> **Source data**:
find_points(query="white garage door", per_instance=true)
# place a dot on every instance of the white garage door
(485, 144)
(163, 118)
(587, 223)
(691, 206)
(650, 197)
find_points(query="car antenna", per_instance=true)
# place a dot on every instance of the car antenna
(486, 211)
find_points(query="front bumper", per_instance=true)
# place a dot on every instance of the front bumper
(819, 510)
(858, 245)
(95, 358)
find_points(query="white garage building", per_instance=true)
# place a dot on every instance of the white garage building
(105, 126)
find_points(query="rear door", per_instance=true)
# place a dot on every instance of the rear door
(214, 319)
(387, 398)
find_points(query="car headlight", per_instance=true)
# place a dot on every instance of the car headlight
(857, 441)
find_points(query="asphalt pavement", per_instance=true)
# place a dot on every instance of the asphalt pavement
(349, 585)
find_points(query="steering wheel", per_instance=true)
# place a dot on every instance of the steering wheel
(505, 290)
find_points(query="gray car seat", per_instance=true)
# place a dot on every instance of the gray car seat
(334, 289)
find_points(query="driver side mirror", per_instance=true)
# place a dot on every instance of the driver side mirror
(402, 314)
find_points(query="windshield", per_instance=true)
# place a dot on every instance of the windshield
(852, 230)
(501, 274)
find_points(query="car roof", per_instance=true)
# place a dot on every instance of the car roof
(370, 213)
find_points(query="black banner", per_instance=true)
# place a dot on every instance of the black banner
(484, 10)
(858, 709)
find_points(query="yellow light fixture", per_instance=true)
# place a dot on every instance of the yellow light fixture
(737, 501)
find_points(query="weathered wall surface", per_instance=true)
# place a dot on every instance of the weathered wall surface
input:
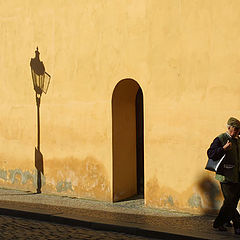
(185, 56)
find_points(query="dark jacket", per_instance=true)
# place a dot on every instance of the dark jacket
(229, 168)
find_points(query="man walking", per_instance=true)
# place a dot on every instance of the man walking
(228, 174)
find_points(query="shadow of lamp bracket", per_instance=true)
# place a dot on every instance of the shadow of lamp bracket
(41, 80)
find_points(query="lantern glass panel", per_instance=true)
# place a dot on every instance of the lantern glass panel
(47, 78)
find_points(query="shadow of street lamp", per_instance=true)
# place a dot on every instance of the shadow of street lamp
(41, 80)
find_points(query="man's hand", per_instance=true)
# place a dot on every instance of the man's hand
(227, 146)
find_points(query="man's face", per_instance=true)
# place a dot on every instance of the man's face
(233, 131)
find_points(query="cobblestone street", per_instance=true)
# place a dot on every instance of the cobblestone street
(13, 228)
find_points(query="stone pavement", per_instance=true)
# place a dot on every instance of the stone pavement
(130, 216)
(15, 228)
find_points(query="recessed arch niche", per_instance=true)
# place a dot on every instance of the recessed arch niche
(127, 140)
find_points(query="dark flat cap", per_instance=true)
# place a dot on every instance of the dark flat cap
(233, 122)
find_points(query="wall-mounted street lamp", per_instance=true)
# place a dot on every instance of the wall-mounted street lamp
(41, 80)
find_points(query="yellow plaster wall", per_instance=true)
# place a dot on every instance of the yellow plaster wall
(185, 56)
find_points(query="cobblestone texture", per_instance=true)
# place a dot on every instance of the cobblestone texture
(13, 228)
(131, 213)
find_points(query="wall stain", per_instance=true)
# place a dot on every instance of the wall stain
(3, 174)
(86, 178)
(195, 201)
(23, 177)
(64, 186)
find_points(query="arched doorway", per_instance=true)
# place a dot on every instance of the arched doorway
(128, 149)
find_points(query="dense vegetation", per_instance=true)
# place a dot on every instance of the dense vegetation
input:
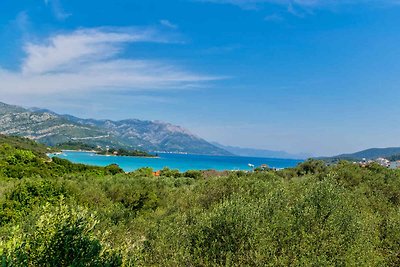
(55, 213)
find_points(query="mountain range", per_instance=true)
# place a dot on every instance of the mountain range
(369, 154)
(51, 128)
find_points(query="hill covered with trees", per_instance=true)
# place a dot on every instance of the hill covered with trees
(55, 213)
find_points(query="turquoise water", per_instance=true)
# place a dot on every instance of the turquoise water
(177, 161)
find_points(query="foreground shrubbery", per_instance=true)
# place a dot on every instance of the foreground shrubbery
(63, 214)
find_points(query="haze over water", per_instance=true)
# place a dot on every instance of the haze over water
(181, 162)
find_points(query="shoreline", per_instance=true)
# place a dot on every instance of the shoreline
(96, 152)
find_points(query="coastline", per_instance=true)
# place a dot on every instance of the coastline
(96, 152)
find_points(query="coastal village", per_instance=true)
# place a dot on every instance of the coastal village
(381, 161)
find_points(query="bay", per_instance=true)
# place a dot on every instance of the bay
(181, 162)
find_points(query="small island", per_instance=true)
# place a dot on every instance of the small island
(79, 146)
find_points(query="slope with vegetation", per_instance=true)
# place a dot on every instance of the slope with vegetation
(52, 129)
(369, 154)
(55, 213)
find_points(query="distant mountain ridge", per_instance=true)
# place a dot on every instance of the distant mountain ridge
(372, 153)
(262, 153)
(51, 128)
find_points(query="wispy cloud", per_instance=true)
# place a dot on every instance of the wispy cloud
(168, 24)
(57, 9)
(304, 4)
(273, 18)
(92, 60)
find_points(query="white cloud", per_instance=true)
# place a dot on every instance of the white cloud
(91, 60)
(168, 24)
(57, 9)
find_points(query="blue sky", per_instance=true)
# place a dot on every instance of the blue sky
(315, 76)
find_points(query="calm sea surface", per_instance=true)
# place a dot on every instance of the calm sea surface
(177, 161)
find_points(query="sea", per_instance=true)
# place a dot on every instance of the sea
(181, 162)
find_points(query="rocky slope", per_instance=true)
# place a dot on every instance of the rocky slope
(51, 128)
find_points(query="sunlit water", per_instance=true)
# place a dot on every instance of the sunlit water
(177, 161)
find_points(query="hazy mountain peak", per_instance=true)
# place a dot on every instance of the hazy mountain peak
(51, 128)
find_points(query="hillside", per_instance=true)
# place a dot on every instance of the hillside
(50, 128)
(371, 153)
(56, 213)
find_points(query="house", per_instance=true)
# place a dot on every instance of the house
(383, 162)
(394, 165)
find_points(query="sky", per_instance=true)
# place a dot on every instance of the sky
(303, 76)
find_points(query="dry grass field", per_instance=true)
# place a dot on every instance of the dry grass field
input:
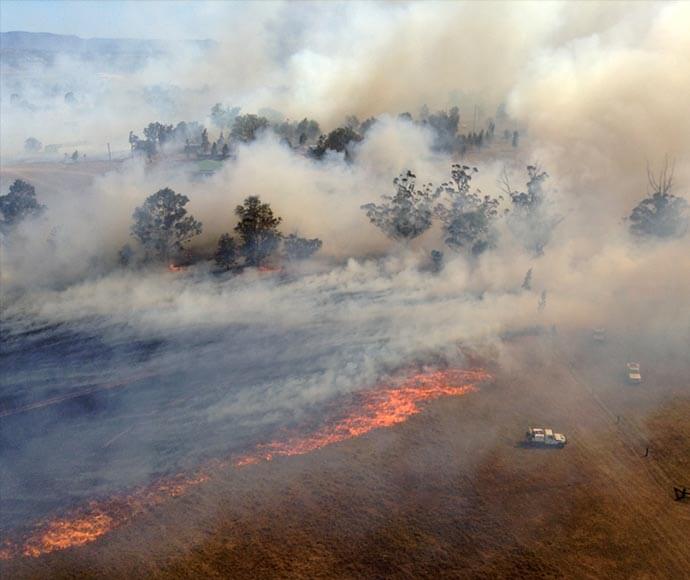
(450, 493)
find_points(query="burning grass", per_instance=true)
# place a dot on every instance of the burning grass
(385, 406)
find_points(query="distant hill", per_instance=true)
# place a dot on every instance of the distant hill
(21, 49)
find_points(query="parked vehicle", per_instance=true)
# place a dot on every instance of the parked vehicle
(633, 372)
(544, 437)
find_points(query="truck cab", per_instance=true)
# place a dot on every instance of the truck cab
(545, 437)
(633, 373)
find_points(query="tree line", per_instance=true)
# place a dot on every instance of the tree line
(163, 227)
(306, 135)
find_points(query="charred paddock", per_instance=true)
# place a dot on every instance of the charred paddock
(345, 290)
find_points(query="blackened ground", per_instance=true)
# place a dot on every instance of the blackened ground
(451, 492)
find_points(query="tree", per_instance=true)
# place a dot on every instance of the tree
(436, 261)
(19, 204)
(531, 219)
(527, 282)
(125, 255)
(226, 252)
(162, 225)
(445, 126)
(223, 117)
(662, 214)
(32, 145)
(467, 217)
(337, 140)
(246, 128)
(297, 248)
(258, 230)
(405, 215)
(205, 143)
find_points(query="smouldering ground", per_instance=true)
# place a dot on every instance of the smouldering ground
(449, 493)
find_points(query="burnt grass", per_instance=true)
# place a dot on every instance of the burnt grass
(449, 494)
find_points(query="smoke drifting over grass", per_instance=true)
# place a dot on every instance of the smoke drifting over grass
(212, 362)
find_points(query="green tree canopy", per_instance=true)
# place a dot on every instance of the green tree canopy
(162, 225)
(19, 203)
(258, 230)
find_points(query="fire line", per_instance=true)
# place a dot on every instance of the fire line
(382, 407)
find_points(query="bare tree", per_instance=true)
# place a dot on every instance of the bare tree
(531, 218)
(405, 215)
(468, 217)
(661, 214)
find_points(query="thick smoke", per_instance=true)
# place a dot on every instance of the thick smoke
(598, 91)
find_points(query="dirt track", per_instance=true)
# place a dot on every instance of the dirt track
(450, 493)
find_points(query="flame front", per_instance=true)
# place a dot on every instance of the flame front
(380, 408)
(383, 407)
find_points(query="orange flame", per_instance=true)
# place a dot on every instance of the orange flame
(380, 408)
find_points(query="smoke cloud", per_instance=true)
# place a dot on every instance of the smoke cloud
(597, 91)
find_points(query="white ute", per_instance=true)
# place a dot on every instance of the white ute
(599, 335)
(634, 376)
(545, 437)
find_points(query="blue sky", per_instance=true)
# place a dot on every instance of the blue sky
(119, 18)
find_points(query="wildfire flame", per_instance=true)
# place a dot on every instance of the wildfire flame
(383, 407)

> **EXERCISE PROMPT**:
Every line in the entries above that has the word "weathered" should be identified and copied.

> **RESULT**:
find_points(query="weathered wall surface", per_instance=true)
# place a dot on every instance of the weathered wall surface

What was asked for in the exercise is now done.